__Short task__. Find "branch and record the pixel coordinates." in the records that follow; print that line and each subsequent line through the last one, verbatim and with nothing added.

________________________________________

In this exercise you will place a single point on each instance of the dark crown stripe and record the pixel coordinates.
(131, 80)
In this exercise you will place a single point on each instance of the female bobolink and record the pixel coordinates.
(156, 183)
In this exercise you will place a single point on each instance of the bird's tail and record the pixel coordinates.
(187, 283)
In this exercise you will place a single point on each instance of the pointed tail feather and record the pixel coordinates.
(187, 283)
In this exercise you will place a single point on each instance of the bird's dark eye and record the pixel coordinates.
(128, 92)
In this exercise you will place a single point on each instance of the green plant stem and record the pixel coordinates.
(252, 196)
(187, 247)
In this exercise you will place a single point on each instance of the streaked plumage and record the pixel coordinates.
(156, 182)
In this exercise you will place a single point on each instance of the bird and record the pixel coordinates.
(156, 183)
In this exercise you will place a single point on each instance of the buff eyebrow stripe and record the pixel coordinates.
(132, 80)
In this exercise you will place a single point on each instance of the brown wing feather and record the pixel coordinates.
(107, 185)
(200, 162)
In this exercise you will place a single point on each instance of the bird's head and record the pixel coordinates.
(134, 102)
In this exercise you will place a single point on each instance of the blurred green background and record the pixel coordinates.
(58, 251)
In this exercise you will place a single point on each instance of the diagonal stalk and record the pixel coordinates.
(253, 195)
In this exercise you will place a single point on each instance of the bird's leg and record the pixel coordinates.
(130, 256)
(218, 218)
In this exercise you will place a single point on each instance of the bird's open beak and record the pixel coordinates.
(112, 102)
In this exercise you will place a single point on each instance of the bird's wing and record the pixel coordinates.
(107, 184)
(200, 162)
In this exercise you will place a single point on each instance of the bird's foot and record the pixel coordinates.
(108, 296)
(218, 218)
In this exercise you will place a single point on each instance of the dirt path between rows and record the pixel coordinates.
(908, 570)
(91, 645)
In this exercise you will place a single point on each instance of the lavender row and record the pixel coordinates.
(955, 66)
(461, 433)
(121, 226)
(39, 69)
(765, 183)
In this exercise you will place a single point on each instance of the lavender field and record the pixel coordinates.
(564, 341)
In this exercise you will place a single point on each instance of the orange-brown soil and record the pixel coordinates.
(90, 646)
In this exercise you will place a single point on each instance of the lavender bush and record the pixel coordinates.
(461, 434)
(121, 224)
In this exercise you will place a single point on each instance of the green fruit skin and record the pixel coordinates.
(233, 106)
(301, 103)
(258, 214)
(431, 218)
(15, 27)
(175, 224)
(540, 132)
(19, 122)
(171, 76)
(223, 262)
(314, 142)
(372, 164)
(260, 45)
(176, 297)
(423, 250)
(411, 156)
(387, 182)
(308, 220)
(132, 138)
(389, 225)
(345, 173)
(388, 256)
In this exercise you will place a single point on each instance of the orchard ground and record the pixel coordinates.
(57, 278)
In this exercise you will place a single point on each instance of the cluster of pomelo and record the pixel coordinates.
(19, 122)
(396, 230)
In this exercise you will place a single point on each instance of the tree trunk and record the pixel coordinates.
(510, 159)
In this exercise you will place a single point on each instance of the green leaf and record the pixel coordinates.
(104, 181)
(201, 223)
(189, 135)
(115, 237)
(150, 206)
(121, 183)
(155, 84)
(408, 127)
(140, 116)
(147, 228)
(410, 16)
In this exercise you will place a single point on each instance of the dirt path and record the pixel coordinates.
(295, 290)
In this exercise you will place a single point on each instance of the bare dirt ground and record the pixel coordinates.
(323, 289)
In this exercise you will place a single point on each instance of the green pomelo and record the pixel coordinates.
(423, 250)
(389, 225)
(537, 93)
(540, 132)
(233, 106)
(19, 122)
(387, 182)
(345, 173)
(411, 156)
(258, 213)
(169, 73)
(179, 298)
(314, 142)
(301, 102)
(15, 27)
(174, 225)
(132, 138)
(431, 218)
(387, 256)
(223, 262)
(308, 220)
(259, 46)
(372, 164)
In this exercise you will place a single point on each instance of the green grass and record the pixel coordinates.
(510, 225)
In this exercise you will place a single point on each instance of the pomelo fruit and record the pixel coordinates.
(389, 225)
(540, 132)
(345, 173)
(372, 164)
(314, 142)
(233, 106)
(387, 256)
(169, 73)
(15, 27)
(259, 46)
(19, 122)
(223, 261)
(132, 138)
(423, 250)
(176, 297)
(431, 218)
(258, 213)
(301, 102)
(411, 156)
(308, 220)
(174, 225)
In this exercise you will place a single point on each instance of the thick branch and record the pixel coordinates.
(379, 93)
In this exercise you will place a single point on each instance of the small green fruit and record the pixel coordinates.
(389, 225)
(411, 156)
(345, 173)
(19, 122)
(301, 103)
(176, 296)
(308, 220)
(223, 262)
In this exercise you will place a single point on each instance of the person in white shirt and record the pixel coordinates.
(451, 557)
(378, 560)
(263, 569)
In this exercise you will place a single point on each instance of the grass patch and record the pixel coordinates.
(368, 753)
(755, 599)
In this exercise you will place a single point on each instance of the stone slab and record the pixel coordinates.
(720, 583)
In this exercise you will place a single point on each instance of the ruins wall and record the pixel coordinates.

________________________________________

__Complete answer__.
In this exercise you will place a single point on each instance of the thick branch and record the pixel coordinates.
(379, 93)
In this exercise you will place a single point on each instance of the small green fruit and record the pixel coordinates.
(389, 225)
(411, 156)
(345, 173)
(19, 122)
(301, 103)
(176, 296)
(308, 220)
(223, 262)
In this exercise you will place a single point on each instance of the person in white shirt and record the pixel coordinates.
(451, 557)
(378, 560)
(263, 569)
In this exercise you will place a single point on each instance of the grass patch and record the pixel coordinates.
(368, 753)
(755, 599)
In this exercise you will place a single point on each instance of the stone slab and record the pixel coordinates.
(720, 583)
In this exercise you will place a single point on each instance of the ruins wall and record the pixel coordinates.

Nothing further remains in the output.